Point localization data

□ □ □ □ □ □ □

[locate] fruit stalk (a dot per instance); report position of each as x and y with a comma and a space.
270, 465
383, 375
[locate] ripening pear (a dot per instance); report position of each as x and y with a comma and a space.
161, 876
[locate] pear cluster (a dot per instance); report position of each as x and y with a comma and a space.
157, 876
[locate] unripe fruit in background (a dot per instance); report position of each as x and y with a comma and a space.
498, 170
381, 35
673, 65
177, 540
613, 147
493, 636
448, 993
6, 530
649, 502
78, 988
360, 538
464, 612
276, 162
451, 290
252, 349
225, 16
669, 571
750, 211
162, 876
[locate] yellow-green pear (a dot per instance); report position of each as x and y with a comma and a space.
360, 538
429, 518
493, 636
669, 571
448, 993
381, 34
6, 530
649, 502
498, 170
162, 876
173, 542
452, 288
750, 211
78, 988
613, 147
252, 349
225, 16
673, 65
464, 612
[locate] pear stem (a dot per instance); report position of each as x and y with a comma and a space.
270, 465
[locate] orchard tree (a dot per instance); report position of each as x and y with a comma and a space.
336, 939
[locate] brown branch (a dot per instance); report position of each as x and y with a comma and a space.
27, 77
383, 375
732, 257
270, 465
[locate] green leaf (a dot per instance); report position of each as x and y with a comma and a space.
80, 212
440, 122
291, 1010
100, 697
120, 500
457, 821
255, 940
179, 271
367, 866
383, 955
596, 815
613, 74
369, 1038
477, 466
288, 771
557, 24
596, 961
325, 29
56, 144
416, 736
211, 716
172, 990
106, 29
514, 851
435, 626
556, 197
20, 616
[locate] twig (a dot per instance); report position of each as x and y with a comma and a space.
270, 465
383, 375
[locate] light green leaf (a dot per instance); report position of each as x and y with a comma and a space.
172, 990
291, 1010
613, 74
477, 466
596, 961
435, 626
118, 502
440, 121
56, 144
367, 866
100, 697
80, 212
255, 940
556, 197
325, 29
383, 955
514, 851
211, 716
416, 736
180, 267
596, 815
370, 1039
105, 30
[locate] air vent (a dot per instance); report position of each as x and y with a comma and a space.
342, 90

□ □ □ □ □ □ □

--- TASK INSTRUCTIONS ---
Copy out the full set of entries without altering anything.

--- SOLUTION BELOW ---
[locate] fruit stalk (a dot per instance); report position of each as x and y with a comma and a space.
270, 465
383, 375
[locate] ripening pear (a dot per instance); report position of each as x and y with a comma and a space.
161, 876
[locate] pear cluster (a dot per instance); report position of each as x and y with a comma and a space.
157, 876
[locate] unripe fruit in background (a dot per instance); report position of each as x and y with a comma and a space.
498, 170
381, 35
673, 65
177, 540
613, 147
493, 636
448, 993
6, 530
649, 502
78, 988
360, 538
464, 612
276, 162
451, 290
252, 349
225, 16
669, 571
750, 211
162, 876
[locate] yellow-green pear (a dot per instance); report position of each as x and y with a comma and a space.
360, 538
429, 518
493, 636
669, 571
448, 993
381, 34
6, 530
649, 502
498, 170
162, 876
173, 542
452, 288
750, 211
78, 988
613, 147
252, 349
225, 16
673, 65
464, 612
[locate] pear stem (a dot per instance); report position of each as x and y with a comma and a space.
270, 465
[locate] orchard tree (a dot per instance); report position of each as x and y with a comma and a space.
336, 939
[locate] brown branch (a dot per instance); report position of each as x and y with a comma and a space.
27, 77
383, 375
732, 257
270, 465
[locate] green leaf (a dot per instance); report position of each as x and y with a comma and a space.
80, 212
440, 122
291, 1010
100, 697
120, 500
457, 821
255, 940
179, 271
367, 866
383, 955
596, 815
613, 74
369, 1038
477, 466
288, 771
557, 24
596, 961
325, 29
56, 144
416, 736
211, 716
172, 990
106, 29
514, 851
435, 626
556, 197
20, 616
[locate] twig (a dot per instance); report position of each as x and y with a comma and a space.
270, 465
383, 375
[locate] light green leaf (a dot per instance); report position of each as x and y with a comma and a space.
172, 990
291, 1010
613, 74
477, 466
596, 961
435, 626
118, 502
440, 121
56, 144
367, 866
100, 697
80, 212
255, 940
556, 197
325, 29
383, 955
514, 851
211, 716
416, 736
180, 267
596, 815
370, 1039
105, 30
[locate] air vent (a dot per instance); report position of each as x and y with a comma and a space.
342, 90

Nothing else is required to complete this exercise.